[SUPPLIED PASSAGE]
○ ○ ○ ○ ○

Competing, either directly or indirectly, with the Company or acquiring a financial interest in an entity or entering into an association that interferes or might reasonably be thought to interfere, with your independent exercise of judgment in the best interests of the Company. Each manager and above shall devote all of his/her business time and energy to the Company and shall not engage in any other business activity without prior written consent of the Chief Operating Officer, General Manager or the equivalent thereof, obtained through the proper chain of command;
 
 
4.
Engaging in a consulting, managerial, employment or investing relationship with a competitor, patron, vendor or other party dealing with the Company (other than Minimal Ownership of publicly traded securities as a passive investment). “Minimal Ownership” means the lesser of (a) under 1% of the total outstanding class of securities or (b) 5% or less of the employee’s, director’s or officer’s personal net worth. Employees, their relatives or friends shall not own a significant financial interest in any business organization that does or seeks to do business with or is a competitor of the Company without full written disclosure to and the prior written approval of the Chief Operating Officer, General Manager or the equivalent thereof. For purposes of this policy, a relative shall mean a spouse, parents, in-laws, siblings, children, aunts, uncles, nieces and nephews and friends shall include a fiancée, business partner, room-mate, or other close associate or personal friend;
 
 
5.

○ ○ ○ ○ ○

[Recorded data]
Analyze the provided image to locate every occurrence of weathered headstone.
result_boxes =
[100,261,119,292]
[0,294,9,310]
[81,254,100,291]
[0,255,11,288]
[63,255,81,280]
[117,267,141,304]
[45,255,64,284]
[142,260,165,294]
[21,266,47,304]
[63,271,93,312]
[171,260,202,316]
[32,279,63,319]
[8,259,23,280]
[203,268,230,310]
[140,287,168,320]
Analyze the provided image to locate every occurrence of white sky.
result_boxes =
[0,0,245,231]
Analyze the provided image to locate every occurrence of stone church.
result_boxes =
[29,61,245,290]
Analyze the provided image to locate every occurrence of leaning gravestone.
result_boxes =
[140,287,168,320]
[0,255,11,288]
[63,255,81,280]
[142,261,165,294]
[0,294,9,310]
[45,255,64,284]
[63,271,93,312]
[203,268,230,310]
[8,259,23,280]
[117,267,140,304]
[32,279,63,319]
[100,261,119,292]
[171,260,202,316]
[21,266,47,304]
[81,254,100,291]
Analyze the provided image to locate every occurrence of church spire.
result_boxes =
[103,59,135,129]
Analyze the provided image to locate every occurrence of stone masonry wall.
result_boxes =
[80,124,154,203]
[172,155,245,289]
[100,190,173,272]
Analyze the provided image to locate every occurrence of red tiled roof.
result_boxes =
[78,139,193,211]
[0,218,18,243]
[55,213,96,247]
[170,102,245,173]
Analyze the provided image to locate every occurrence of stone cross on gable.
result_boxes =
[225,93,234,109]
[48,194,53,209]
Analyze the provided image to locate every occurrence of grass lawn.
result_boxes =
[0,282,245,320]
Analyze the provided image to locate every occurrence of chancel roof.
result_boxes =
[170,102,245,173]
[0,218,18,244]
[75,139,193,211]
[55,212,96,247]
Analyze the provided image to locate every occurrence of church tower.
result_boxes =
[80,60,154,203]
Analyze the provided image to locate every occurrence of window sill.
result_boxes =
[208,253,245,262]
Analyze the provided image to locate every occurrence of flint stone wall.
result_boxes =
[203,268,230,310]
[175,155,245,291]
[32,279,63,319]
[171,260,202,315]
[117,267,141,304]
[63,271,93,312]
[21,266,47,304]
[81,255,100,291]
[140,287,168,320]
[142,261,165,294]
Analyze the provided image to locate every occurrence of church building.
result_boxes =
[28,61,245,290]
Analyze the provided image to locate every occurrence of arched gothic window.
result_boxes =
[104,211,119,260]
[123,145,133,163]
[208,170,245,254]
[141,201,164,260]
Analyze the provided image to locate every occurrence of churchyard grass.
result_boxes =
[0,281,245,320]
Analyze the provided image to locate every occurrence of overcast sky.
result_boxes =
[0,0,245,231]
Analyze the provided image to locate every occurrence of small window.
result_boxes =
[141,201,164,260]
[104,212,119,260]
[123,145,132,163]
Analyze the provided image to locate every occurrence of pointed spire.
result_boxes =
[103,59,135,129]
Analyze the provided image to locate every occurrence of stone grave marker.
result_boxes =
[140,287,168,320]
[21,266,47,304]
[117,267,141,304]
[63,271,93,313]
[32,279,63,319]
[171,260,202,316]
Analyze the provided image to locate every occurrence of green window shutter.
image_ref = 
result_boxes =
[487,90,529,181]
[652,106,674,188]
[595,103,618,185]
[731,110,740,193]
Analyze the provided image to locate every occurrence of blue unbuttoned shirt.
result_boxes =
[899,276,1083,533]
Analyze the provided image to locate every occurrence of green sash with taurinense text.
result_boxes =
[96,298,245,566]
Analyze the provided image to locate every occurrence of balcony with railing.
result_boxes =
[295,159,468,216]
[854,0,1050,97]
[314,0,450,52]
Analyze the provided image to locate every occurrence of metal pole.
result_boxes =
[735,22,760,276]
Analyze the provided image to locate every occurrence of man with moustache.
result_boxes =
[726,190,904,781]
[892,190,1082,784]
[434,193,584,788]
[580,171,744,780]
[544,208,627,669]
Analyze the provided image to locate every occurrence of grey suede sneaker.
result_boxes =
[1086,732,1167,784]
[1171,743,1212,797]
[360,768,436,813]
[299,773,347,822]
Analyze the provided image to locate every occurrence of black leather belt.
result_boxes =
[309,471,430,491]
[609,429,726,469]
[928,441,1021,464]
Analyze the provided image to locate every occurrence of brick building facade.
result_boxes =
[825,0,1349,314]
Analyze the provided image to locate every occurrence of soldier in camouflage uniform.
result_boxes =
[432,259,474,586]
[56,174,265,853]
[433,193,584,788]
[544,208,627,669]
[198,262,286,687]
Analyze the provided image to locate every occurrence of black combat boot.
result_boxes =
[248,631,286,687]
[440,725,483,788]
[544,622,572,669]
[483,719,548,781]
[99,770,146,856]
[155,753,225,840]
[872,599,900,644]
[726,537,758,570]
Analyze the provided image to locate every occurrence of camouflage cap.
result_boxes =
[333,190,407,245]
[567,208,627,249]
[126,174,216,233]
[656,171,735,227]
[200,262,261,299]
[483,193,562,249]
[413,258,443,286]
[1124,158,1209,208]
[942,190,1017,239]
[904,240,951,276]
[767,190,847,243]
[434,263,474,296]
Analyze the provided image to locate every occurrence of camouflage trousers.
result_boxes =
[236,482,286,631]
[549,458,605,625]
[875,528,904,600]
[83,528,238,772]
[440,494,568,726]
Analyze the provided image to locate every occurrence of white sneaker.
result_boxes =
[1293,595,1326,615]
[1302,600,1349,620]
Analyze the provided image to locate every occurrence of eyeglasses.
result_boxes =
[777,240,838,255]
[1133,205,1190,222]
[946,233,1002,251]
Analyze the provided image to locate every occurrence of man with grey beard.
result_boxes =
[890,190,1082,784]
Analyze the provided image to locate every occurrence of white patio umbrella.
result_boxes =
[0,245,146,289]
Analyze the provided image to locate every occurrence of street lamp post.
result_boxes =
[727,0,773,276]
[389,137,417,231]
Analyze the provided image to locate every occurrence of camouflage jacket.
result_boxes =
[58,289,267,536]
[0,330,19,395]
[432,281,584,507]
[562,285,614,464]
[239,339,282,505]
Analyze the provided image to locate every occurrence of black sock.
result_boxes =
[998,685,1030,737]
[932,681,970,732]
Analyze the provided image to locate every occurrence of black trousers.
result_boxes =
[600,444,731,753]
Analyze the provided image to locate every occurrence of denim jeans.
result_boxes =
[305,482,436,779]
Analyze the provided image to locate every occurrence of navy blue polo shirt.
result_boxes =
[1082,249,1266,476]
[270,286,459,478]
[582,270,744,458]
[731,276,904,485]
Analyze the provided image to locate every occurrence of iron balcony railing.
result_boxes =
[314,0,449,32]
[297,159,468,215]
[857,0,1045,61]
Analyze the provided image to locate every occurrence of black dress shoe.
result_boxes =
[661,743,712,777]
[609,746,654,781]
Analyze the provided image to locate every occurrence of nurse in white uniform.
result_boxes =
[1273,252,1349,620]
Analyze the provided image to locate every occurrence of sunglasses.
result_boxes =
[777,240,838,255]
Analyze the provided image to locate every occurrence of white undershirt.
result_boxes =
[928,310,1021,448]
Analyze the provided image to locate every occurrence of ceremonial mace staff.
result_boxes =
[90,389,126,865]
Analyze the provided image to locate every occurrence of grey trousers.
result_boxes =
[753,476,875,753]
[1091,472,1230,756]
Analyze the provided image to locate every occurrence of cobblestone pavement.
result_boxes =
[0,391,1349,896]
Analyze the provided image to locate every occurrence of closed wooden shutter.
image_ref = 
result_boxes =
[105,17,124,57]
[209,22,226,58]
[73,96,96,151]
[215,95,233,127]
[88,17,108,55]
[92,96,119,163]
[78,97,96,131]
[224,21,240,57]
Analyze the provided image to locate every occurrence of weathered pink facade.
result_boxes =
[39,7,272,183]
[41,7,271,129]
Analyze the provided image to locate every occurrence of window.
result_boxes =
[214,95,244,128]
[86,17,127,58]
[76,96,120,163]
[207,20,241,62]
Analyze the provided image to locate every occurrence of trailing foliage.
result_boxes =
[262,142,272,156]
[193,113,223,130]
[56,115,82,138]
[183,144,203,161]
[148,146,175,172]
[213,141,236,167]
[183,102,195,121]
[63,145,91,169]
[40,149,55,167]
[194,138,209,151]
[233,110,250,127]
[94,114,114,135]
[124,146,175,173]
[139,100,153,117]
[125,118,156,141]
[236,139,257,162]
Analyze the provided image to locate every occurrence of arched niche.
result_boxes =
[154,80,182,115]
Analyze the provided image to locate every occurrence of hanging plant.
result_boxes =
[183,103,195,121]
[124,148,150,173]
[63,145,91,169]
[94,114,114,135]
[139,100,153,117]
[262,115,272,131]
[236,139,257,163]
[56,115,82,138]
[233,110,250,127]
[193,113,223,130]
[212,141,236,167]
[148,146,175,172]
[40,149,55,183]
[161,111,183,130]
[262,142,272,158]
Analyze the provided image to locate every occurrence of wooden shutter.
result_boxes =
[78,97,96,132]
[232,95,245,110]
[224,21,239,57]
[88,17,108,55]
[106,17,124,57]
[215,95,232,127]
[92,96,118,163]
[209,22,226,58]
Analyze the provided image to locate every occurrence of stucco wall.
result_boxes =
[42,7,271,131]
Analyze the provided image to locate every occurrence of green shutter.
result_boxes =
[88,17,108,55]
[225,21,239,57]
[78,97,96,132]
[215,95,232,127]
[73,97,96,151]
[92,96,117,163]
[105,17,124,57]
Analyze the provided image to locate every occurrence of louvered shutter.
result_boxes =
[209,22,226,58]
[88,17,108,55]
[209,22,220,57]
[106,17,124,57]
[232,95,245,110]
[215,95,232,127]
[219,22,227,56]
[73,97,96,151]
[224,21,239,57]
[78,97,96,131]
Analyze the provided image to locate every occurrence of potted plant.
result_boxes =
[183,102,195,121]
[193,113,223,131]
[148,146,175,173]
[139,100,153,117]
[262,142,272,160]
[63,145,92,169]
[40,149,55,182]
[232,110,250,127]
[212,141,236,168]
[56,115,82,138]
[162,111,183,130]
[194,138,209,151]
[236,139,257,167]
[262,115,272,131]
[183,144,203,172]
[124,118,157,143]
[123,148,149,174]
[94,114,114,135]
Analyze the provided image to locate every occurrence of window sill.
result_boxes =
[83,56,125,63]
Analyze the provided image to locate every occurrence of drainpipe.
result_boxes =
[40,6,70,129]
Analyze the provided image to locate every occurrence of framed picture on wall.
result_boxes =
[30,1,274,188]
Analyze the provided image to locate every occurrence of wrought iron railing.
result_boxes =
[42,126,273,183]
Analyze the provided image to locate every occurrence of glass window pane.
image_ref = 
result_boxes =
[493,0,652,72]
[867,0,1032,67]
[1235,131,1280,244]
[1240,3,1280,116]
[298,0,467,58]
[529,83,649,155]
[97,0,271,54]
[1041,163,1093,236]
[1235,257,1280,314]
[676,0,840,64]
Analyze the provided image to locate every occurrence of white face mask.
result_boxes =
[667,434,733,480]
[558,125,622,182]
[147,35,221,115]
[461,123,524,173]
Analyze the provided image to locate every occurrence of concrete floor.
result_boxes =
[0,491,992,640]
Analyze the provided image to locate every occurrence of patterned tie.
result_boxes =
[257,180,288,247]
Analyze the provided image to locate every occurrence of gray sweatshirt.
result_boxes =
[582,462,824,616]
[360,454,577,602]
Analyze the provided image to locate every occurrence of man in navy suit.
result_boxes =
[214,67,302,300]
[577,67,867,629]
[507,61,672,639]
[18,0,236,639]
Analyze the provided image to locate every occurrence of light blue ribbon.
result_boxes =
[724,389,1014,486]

○ ○ ○ ○ ○

[WRITTEN PROBLEM 1] In the conflict-of-interest passage, condense the paragraph that begins "Engaging in a consulting, managerial, employment or investing relationship" into a short bulleted list that keeps its main facts.
[WRITTEN PROBLEM 2] Show every line of the listing that contains the string "uniform", matching case exactly.
The listing has nothing to do with the passage above it.

[EXERCISE OUTPUT 1]
- Don't take on a consulting, managerial, employment or investing role with a competitor, patron, vendor or anyone else doing business with the Company. The exception is Minimal Ownership of publicly traded securities held as a passive investment.
- Minimal Ownership is the lesser of (a) under 1% of the total outstanding class of securities or (b) 5% or less of the person's personal net worth.
- Employees, their relatives and their friends may not hold a significant financial interest in a business that deals with, seeks to deal with, or competes with the Company. This is allowed only with full written disclosure and prior written approval from the Chief Operating Officer, General Manager or equivalent.
- Relatives are a spouse, parents, in-laws, siblings, children, aunts, uncles, nieces and nephews.
- Friends include a fiancée, business partner, roommate, or other close associate or personal friend.

[EXERCISE OUTPUT 2]
Analyze the provided image to locate every occurrence of soldier in camouflage uniform.
Analyze the provided image to locate every occurrence of nurse in white uniform.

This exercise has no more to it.